◆ **EXERCISE INSTRUCTIONS**:
Reproduce the listing exactly. Omit pictures.

◆ **THE DATA**:
== == ==
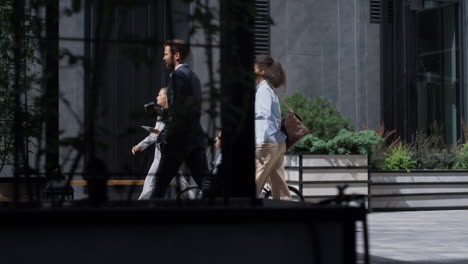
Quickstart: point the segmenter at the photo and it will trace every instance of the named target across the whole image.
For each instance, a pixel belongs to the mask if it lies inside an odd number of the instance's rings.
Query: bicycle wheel
[[[288,185],[288,189],[289,189],[289,193],[291,193],[291,201],[295,201],[295,202],[305,201],[304,196],[302,196],[301,192],[299,192],[298,189],[289,185]],[[263,199],[273,199],[270,188],[264,187],[262,193],[263,193]]]
[[[198,186],[189,186],[183,190],[181,190],[178,194],[176,199],[182,199],[182,200],[195,200],[199,199],[199,192],[200,188]]]
[[[291,199],[293,201],[305,202],[304,196],[302,196],[302,193],[298,189],[296,189],[296,188],[294,188],[292,186],[289,186],[289,185],[288,185],[288,189],[289,189],[289,192],[291,193]]]
[[[273,196],[271,195],[271,189],[270,187],[263,187],[262,192],[260,193],[260,199],[273,199]]]

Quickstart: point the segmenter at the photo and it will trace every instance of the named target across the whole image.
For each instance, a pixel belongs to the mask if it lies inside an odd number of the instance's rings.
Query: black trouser
[[[180,145],[179,145],[180,146]],[[161,160],[155,174],[155,188],[152,198],[163,198],[171,179],[177,175],[182,163],[187,165],[190,173],[205,195],[212,191],[212,175],[204,147],[173,148],[168,143],[161,142]]]

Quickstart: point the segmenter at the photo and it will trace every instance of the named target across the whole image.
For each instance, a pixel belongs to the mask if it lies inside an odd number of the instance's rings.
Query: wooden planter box
[[[367,155],[286,155],[285,171],[288,184],[310,202],[334,197],[338,194],[337,186],[345,184],[346,194],[368,195]]]
[[[373,210],[468,208],[468,171],[371,171]]]

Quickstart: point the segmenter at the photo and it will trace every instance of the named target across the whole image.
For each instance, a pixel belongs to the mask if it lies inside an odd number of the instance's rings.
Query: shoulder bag
[[[272,88],[273,86],[270,87]],[[283,116],[281,120],[281,130],[286,134],[286,149],[290,149],[293,147],[297,142],[299,142],[303,137],[307,136],[310,131],[307,127],[302,123],[301,118],[294,113],[294,111],[289,107],[289,105],[276,93],[275,88],[272,88],[273,92],[278,96],[281,102],[286,106],[288,109],[288,113]]]

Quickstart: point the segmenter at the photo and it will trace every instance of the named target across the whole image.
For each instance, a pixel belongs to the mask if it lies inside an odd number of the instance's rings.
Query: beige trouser
[[[255,148],[255,184],[257,197],[268,182],[273,199],[290,200],[288,185],[284,179],[284,153],[286,143],[261,143]]]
== == ==
◆ **WRITTEN SOLUTION**:
Quickstart: point the segmenter at the photo and it will trace every instance of the named target across the whole image.
For each instance, a pixel belongs to the mask if it lies inside an odd number of the instance's rings.
Query: bicycle wheel
[[[288,185],[288,189],[289,189],[289,193],[291,193],[291,201],[295,201],[295,202],[305,201],[304,196],[302,196],[301,192],[299,192],[298,189],[289,185]],[[263,199],[273,199],[270,188],[264,187],[262,193],[263,193]]]
[[[198,186],[189,186],[183,190],[181,190],[178,194],[176,199],[182,199],[182,200],[195,200],[199,199],[199,192],[200,188]]]
[[[291,199],[293,201],[305,202],[304,196],[302,196],[302,193],[298,189],[296,189],[296,188],[294,188],[292,186],[289,186],[289,185],[288,185],[288,189],[289,189],[289,192],[291,193]]]
[[[273,196],[271,195],[271,189],[270,187],[263,187],[262,192],[260,193],[260,199],[273,199]]]

Quickstart: point the segmenter at the photo and it will trace every instance of the named target across the whole image.
For each instance, a pixel belongs to the mask if it lies inside an odd number of the instance's rings.
Query: black trouser
[[[180,145],[179,145],[180,146]],[[161,160],[155,174],[155,188],[152,198],[163,198],[171,179],[177,175],[182,163],[187,165],[190,173],[205,195],[212,191],[212,175],[204,147],[173,148],[168,143],[161,142]]]

Quickstart: point the segmenter at the photo and it will trace every instance of the named target across the whole image.
For each instance, a pixel belongs to the mask if it lies inside an odd number of the instance's rings.
Query: wooden planter box
[[[367,155],[286,155],[285,171],[288,184],[310,202],[334,197],[338,194],[337,186],[345,184],[346,194],[368,195]]]
[[[373,210],[468,208],[468,171],[371,171]]]

Quickstart: point the segmenter at the photo and it will trace every instance of the named target across the whole image.
For each instance, a pixel belongs to the mask if it lies inside an odd number of the instance's rings.
Query: shoulder bag
[[[272,88],[273,86],[270,87]],[[283,116],[281,120],[281,130],[286,134],[286,149],[290,149],[293,147],[297,142],[299,142],[303,137],[307,136],[310,131],[307,127],[302,123],[301,118],[294,113],[294,111],[289,107],[289,105],[276,93],[275,88],[272,88],[273,92],[278,96],[281,102],[286,106],[288,109],[288,113]]]

Quickstart: point the segmenter at the photo and it will trace every instance of the named target across the whole image.
For each instance, a pixel belongs to the mask if it lies inside an odd number of the instance's rings.
Query: beige trouser
[[[255,148],[255,184],[257,197],[268,182],[273,199],[290,200],[288,185],[284,179],[284,153],[286,143],[261,143]]]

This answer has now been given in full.